[Image location labeling entries]
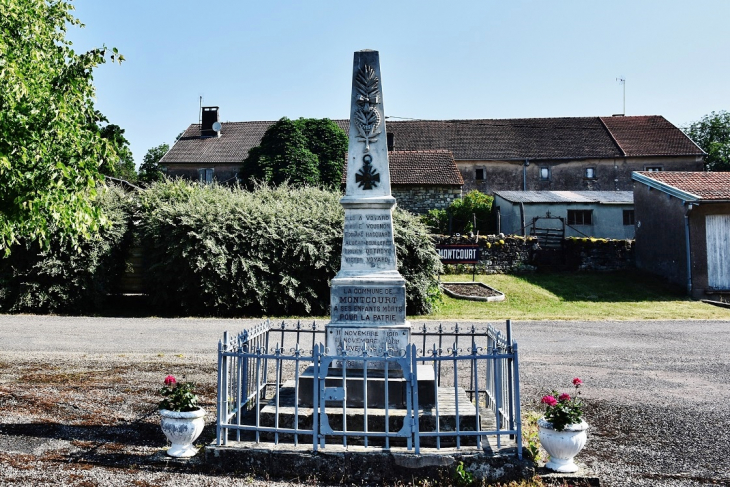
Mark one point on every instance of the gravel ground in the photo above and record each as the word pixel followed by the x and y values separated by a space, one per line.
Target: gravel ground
pixel 77 397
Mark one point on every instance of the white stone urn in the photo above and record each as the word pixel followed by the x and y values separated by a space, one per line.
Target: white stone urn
pixel 182 429
pixel 562 446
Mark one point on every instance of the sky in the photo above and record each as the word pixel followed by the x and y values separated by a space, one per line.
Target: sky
pixel 439 60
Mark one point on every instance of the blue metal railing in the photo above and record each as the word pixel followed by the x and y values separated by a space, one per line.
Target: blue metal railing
pixel 475 389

- [Given task] Can you print every line of the entries above verbatim, leaving out the pictures?

- [Answer to this problem]
Mark one point on every instance of the gravel ground in the photo above and record each as the word pixel followed by the x and y values separated by a space, one per line.
Target: gravel ground
pixel 77 397
Mark one point on every instance of the white stone urn in the photo above and record each as the word pixel followed by the x and y values separated by a space, one per line.
Target: white stone urn
pixel 182 429
pixel 562 446
Mark one point on every instance of the sky in the photo above and record each as the word pixel followed by the x and y values separated by a space, one per line.
Target: sky
pixel 439 60
Mark one point on every instance of the blue metal railing in the photo above and record each as the word pixel followed by the x and y values separated by a space, one per line.
Target: blue metal railing
pixel 475 389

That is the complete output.